## [PASSAGE FOR REVIEW]
%%

A surprising yellow haze of sulfur dioxide in the atmosphere of a gas “dwarf” exoplanet about 96 light years away from our own solar system makes the planet a prime target for scientists trying to understand how worlds are formed.
Credit: University of Wisconsin–Madison
A surprising yellow haze of sulfur dioxide in the atmosphere of a gas “dwarf” exoplanet about 96 light years away from our own solar system makes the planet a prime target for scientists trying to understand how worlds are formed.
Astronomers discovered the planet, GJ 3470 b, in 2012 when the planet’s shadow crossed the star it orbits. GJ 3470 b is located in the constellation Cancer and is about half the size of Neptune, with a mass 10 times that of Earth. In the intervening years, researchers have compiled data on the planet using the Hubble and Spitzer space telescopes, culminating in a pair of recent observations with the James Webb Space Telescope.
Planets outside our solar system — called exoplanets — like GJ 3470 b are interesting subjects for researchers wondering how planets are created. Ideally, astronomers capture light from a star that shines through the edge of the planet’s atmosphere. This allows them to assemble a measure of the component light, or its spectrum, a readout marked by spikes and dips characteristic of the interesting molecules found in that atmosphere.
“The thing is, everybody looks at these planets, and often everybody sees flat lines,” says University of Wisconsin–Madison astronomy professor Thomas Beatty. “But when we looked at this planet, we really didn’t get a flat line.”
They saw evidence of water, carbon dioxide, methane and sulfur dioxide, findings Beatty presented in Madison today at the 244th meeting of the American Astronomical Society and that he will soon publish in Astrophysical Journal Letters with co-authors from Arizona State University, the University of Arizona, NASA’s Ames Research Center and other organizations.
GJ 3470 b is the lightest and coldest (averaging a mere 325 degrees Celsius, or more than 600 Fahrenheit) exoplanet to harbor sulfur dioxide. The compound is likely a sign of the churn of active chemical reactions in the planet’s atmosphere, created when radiation from its nearby star blasts apart the components of hydrogen sulfide, which then go looking for new molecular partners.
“We didn’t think we’d see sulfur dioxide on planets this small, and it’s exciting to see this new molecule in a place we didn’t expect, since it gives us a new way to figure out how these planets formed,” says Beatty, who worked as an instrument scientist on the James Webb Space Telescope before joining the UW–Madison faculty. “And small planets are especially interesting, because their compositions are really dependent on how the planet-formation process happened.”

%%

## [WHAT YOU HAVE TO DO]
Using the exoplanet article, explain in one to three sentences why Beatty calls small planets "especially interesting."

## [DATASET CONTENT]
%%

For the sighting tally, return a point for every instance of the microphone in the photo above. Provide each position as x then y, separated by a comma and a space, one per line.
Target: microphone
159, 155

%%

## [REPLY]
Beatty says small planets are especially interesting because their compositions are really dependent on how the planet-formation process happened.